#### [WORK TO BE COMPLETED]
Rewrite the stretch of data that begins with the line containing "The user is looking at the swimming" and ends with the line containing "[0,46,133,136]", both included, as a numbered list. Leave out any blank lines.

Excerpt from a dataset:
## START
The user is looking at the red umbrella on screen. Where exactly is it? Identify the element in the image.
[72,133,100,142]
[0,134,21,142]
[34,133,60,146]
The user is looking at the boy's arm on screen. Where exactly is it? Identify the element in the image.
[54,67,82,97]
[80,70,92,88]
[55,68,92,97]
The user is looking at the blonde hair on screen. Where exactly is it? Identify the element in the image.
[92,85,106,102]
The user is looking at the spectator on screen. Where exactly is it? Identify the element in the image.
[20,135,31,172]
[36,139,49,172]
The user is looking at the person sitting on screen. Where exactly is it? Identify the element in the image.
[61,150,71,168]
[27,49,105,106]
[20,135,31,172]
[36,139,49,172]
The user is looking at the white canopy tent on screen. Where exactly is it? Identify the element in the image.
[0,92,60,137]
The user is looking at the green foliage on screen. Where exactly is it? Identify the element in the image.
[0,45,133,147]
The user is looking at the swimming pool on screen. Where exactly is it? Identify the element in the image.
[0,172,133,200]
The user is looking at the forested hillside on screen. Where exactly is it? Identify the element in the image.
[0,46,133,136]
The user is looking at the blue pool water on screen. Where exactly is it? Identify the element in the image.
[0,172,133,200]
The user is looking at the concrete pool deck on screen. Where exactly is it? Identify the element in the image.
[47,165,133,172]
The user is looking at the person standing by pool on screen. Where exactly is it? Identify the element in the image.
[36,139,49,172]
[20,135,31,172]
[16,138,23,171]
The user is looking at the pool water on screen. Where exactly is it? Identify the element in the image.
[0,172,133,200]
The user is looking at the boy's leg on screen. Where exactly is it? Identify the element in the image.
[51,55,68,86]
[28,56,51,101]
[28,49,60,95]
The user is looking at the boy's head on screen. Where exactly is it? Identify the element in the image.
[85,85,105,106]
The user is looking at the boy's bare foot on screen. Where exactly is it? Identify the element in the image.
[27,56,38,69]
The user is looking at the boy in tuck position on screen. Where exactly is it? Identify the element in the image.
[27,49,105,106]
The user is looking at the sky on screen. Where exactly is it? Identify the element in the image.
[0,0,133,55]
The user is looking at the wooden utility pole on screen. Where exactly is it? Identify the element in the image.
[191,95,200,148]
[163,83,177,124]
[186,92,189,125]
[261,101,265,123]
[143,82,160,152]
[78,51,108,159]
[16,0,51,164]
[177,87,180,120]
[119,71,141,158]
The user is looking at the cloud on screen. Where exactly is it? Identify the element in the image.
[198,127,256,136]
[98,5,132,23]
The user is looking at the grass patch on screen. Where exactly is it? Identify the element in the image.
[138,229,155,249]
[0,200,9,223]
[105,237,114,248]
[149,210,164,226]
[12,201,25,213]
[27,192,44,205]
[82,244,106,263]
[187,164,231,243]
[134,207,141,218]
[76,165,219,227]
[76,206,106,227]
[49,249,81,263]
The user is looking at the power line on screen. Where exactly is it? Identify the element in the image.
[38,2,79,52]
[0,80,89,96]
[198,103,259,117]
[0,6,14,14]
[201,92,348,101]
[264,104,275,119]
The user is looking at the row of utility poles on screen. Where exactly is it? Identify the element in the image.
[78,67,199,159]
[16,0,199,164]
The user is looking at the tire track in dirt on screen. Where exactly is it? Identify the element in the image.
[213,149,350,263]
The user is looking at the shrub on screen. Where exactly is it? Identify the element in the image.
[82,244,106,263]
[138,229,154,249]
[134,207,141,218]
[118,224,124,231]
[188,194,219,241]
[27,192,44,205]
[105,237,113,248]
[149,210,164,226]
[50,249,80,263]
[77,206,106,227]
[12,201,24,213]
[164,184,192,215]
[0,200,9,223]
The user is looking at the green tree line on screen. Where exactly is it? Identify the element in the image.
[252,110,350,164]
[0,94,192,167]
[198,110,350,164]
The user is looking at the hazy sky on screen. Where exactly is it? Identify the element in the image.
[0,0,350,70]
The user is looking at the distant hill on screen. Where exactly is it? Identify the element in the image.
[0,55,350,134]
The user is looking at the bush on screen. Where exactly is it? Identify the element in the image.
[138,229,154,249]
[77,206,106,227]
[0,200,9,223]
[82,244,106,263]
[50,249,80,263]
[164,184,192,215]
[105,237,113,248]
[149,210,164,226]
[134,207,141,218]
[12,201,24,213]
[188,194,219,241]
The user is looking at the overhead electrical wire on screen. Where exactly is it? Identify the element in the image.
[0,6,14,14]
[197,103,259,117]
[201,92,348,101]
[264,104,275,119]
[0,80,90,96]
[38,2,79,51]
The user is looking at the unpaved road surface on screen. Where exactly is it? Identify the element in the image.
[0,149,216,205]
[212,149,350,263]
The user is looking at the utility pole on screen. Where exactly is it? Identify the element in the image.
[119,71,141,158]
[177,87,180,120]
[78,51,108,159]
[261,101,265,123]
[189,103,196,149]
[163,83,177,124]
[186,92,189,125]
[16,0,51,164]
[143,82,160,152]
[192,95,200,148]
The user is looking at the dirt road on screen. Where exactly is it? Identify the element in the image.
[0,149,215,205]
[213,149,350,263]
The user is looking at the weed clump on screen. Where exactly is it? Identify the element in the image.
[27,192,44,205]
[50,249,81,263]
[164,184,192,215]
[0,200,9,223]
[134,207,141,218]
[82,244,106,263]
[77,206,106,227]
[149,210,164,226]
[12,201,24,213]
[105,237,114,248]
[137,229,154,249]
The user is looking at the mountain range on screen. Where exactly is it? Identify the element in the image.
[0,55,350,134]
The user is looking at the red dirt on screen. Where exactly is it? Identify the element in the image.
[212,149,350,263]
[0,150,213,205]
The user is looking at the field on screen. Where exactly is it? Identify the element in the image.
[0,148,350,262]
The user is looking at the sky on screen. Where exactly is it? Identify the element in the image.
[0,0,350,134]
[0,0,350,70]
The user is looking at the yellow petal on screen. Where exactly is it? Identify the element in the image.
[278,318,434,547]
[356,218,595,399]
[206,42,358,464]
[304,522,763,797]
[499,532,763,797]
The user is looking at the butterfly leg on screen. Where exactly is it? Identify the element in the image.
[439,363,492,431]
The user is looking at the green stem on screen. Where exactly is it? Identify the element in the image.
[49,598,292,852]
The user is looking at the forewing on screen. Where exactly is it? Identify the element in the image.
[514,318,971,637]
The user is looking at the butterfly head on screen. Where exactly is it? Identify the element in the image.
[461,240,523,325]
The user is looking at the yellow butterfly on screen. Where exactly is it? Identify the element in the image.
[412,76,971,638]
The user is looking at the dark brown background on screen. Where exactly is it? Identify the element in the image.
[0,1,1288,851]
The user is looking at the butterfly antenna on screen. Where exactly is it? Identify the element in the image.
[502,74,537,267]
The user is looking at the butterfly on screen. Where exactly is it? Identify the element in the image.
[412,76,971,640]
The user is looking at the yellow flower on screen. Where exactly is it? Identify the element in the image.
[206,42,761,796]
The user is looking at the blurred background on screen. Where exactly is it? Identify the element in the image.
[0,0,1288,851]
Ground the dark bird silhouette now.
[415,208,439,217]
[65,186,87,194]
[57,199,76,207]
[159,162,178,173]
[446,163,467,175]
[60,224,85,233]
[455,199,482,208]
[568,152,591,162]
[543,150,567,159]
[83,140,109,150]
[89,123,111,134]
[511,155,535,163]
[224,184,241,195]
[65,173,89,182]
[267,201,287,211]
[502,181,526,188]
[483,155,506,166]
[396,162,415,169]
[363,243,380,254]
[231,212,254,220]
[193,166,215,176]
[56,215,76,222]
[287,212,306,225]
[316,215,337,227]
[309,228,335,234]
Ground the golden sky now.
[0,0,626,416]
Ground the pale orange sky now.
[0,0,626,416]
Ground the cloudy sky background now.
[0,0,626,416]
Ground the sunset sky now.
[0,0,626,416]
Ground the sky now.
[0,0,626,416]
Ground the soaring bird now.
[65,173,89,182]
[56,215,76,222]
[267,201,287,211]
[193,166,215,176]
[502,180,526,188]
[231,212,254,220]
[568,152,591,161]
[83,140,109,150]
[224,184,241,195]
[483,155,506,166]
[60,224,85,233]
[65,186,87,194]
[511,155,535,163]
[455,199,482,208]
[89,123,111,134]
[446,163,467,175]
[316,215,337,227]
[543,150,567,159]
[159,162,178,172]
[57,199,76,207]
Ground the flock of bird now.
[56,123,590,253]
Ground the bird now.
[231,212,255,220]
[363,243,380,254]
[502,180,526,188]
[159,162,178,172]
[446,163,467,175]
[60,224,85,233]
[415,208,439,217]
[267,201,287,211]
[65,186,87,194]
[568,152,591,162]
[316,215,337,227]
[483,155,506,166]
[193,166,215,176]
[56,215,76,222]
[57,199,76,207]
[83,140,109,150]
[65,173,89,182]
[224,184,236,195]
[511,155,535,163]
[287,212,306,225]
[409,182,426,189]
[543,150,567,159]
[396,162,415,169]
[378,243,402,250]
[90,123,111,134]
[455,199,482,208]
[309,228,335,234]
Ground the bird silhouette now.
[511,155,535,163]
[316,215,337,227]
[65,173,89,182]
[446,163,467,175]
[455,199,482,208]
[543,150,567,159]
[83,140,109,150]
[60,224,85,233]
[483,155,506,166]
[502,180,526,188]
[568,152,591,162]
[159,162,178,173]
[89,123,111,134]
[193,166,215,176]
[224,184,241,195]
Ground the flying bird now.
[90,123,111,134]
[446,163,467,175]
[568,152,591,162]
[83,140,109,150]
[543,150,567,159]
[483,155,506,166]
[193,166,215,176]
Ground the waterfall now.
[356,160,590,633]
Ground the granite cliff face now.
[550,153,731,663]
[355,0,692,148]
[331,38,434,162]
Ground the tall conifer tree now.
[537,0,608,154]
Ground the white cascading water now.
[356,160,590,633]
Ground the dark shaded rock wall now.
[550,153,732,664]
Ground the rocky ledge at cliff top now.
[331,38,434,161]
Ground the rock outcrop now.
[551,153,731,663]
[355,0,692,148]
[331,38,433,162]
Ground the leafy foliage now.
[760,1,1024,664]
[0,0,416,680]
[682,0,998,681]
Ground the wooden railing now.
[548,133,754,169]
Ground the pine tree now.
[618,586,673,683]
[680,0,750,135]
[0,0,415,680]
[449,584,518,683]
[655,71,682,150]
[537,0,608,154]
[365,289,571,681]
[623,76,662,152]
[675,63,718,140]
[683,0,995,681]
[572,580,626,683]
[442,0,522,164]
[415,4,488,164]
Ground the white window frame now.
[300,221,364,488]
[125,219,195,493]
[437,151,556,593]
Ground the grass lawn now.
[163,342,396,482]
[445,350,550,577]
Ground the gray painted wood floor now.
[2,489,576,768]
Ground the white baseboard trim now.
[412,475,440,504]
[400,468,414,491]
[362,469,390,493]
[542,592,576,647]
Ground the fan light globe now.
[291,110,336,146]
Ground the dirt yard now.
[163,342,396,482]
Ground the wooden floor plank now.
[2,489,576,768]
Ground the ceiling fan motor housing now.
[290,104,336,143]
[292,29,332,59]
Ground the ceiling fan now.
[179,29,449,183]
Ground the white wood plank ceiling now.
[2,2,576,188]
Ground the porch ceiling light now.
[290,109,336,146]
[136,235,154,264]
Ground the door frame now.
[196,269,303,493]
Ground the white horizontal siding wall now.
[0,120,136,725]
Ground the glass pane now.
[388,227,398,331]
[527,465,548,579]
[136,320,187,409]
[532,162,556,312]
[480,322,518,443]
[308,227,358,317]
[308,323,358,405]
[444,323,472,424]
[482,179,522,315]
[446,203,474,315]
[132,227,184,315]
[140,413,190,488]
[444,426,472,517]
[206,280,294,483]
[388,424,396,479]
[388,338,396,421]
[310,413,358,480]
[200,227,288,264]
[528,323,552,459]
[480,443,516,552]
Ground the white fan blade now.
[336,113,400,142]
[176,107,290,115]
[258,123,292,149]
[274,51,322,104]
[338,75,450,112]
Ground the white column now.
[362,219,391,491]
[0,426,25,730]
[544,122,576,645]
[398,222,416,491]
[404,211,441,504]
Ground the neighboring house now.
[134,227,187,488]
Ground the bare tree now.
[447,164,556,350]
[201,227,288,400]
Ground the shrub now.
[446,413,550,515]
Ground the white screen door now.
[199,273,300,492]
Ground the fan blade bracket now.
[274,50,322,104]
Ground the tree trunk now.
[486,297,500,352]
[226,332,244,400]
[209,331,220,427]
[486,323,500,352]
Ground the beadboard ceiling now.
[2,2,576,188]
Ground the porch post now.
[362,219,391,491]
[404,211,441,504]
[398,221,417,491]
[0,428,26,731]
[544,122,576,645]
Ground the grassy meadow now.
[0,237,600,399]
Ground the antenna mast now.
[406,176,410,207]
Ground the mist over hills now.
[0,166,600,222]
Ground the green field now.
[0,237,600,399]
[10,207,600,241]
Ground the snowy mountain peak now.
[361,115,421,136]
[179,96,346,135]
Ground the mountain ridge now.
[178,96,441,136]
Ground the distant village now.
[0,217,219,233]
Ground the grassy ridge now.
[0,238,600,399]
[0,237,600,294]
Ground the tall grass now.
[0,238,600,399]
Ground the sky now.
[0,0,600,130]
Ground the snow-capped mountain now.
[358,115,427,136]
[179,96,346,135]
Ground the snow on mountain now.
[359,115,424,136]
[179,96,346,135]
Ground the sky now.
## END
#### [TASK RESULT]
1. The user is looking at the swimming pool on screen. Where exactly is it? Identify the element in the image.
2. [0,172,133,200]
3. The user is looking at the forested hillside on screen. Where exactly is it? Identify the element in the image.
4. [0,46,133,136]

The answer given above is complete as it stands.